» Work required
Copy out every entry that follows, without a single picture.

» Provided records
◆ ◆ ◆ ◆ ◆

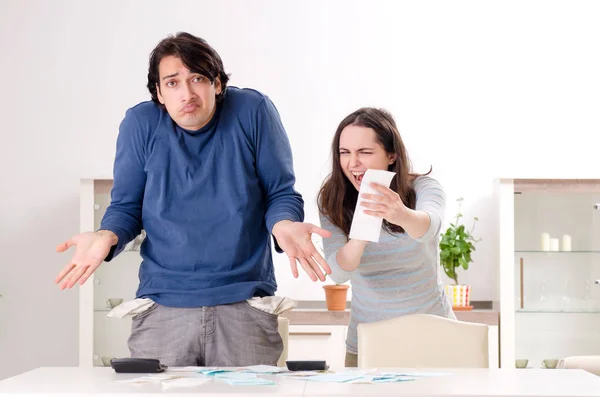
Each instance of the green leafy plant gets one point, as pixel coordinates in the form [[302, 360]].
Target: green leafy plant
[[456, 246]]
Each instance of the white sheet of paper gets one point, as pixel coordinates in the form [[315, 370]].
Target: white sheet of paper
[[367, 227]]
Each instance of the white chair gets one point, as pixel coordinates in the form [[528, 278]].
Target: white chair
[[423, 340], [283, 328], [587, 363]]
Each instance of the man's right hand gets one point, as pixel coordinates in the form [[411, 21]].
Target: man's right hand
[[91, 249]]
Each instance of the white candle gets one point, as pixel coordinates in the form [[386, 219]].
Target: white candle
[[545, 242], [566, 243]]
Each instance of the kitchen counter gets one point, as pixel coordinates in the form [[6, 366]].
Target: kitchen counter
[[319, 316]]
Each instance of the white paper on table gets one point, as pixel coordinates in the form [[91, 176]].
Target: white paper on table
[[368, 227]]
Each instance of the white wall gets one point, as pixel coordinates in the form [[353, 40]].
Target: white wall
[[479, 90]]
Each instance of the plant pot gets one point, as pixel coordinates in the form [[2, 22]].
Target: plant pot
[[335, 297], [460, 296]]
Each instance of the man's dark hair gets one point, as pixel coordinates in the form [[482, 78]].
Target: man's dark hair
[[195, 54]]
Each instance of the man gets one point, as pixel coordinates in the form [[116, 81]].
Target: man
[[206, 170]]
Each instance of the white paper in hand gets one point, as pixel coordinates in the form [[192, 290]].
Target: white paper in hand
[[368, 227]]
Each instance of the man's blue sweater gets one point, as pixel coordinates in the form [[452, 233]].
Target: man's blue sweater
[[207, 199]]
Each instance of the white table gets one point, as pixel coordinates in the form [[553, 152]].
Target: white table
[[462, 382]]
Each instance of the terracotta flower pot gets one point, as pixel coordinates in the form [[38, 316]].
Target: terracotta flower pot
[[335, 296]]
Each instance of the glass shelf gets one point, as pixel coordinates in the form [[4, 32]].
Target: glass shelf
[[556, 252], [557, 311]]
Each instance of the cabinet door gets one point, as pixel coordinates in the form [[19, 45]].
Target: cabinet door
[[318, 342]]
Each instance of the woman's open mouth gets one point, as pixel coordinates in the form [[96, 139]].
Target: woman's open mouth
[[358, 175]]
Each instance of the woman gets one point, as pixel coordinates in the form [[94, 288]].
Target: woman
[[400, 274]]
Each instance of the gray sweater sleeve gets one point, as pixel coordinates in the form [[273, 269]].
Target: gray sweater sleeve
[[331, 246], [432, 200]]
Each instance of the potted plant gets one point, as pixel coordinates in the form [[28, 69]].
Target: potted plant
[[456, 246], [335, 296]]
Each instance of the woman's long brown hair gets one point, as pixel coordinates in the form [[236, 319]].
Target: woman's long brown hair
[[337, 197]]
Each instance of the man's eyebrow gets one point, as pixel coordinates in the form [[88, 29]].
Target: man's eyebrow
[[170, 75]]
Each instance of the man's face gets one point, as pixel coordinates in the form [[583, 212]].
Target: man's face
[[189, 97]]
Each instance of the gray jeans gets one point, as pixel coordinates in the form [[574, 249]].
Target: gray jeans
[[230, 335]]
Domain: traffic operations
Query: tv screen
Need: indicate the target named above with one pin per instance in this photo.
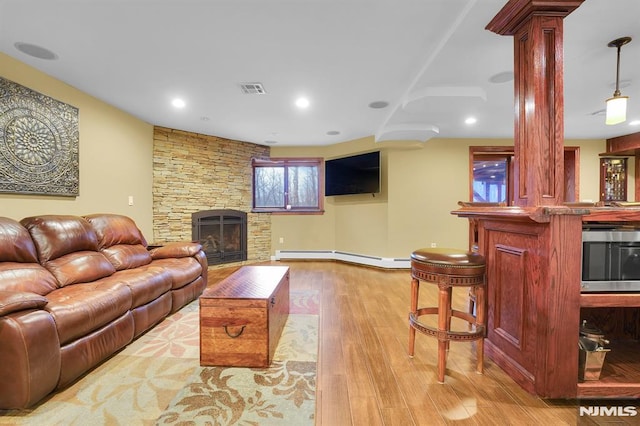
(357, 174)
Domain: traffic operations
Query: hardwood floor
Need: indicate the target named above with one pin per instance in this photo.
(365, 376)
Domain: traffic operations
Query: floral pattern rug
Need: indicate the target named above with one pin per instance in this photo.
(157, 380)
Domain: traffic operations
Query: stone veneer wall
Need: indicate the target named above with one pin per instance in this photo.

◆ ◆ ◆ ◆ ◆

» Answer for this exercise
Each instance of the green leafy plant gets one point, as pixel coordinates in the form [[302, 360]].
Target: green leafy plant
[[456, 246]]
Each instance of the white sheet of paper gets one point, as pixel coordinates in the form [[315, 370]].
Target: white sheet of paper
[[367, 227]]
Each instance of the white chair gets one point, as pixel coordinates in the form [[528, 278]].
Target: white chair
[[423, 340], [283, 328], [587, 363]]
Each instance of the man's right hand gets one point, as pixel coordinates in the form [[411, 21]].
Target: man's right hand
[[91, 249]]
Each instance of the white candle gets one point, as pixel coordinates in the form [[386, 219]].
Target: white candle
[[545, 242], [566, 243]]
Each instance of the kitchen counter gets one point, as pixel coordinates in the form [[6, 366]].
Target: kitchen counter
[[319, 316]]
Each instance of the white paper on table gets one point, as pixel coordinates in the form [[91, 176]].
Target: white paper on table
[[368, 227]]
Each instance of the white wall gets one point, as pixel coordinates in the form [[353, 40]].
Target: white wall
[[479, 90]]
Each instance of the plant pot gets one point, as pixel coordinates in the form [[2, 22]].
Target: plant pot
[[335, 297], [460, 296]]
Each instance of the man's dark hair gets one point, as pixel coordinates in the form [[482, 78]].
Target: man's dark hair
[[195, 54]]
Each instance of the man gets one point, as pixel coordinates in the form [[116, 81]].
Target: man
[[206, 170]]
Each instance of the white paper in hand gets one point, as pixel coordinates in the form [[192, 290]].
Target: white paper in hand
[[368, 227]]
Each instance of the man's blue sweater gets one point, as pixel coordinates in the form [[452, 233]].
Target: man's blue sweater
[[207, 199]]
Each instance of the white table gets one point, as pixel coordinates in the form [[553, 152]].
Target: white table
[[462, 382]]
Each instance of the terracotta flower pot gets one point, as pixel coordinates in the form [[38, 316]].
Target: terracotta flower pot
[[335, 296]]
Each instance of the glass shelf gets one point, as pixel coordinates in the form [[4, 32]].
Target: glass shelf
[[556, 252], [557, 311]]
Each instance of the cabinet door gets one point, as pixel coordinates in the form [[19, 45]].
Target: cabinet door
[[318, 342]]
Each instance of the woman's open mouth gets one point, as pixel coordinates in the form [[96, 139]].
Target: woman's open mouth
[[358, 175]]
Each instance of the woman gets one point, as pixel coordinates in the form [[94, 288]].
Target: woman
[[400, 274]]
Each instance of the gray sweater sleeve gets one point, as pixel coordinates in the form [[273, 269]].
Target: gray sweater sleeve
[[331, 246], [432, 200]]
Each instance of the potted plant gets one point, as pixel coordinates in the form [[28, 69]].
Target: potted plant
[[456, 246], [335, 296]]
Each instance of the woman's long brown hair gets one point, as pixel coordinates in the form [[236, 319]].
Target: woman's long brown hair
[[337, 197]]
Each instance of the man's eyebrow gets one point, as pixel coordinates in the form [[88, 29]].
Target: man's eyebrow
[[170, 75]]
Each instance of the man's face gets one point, as pixel coordinates in the form [[583, 212]].
Target: man's face
[[189, 97]]
Each instance of the gray jeans gets one point, as pixel coordinates in the form [[574, 249]].
Target: gray jeans
[[230, 335]]
Domain: traffic operations
Query: tv screen
Need: indicate the target named above with one pin per instance in this photo.
(357, 174)
Domain: traffic operations
Query: hardwood floor
Need: indicate the target named above with one pin per instance in this photo.
(365, 376)
Domain: traffic operations
Query: floral pattern rug
Need: indicate the target named above with one pin per instance in this photo.
(157, 380)
Domain: traffic operations
Query: stone veneer wall
Need: indicate the target named above with one pin per instance in this photo.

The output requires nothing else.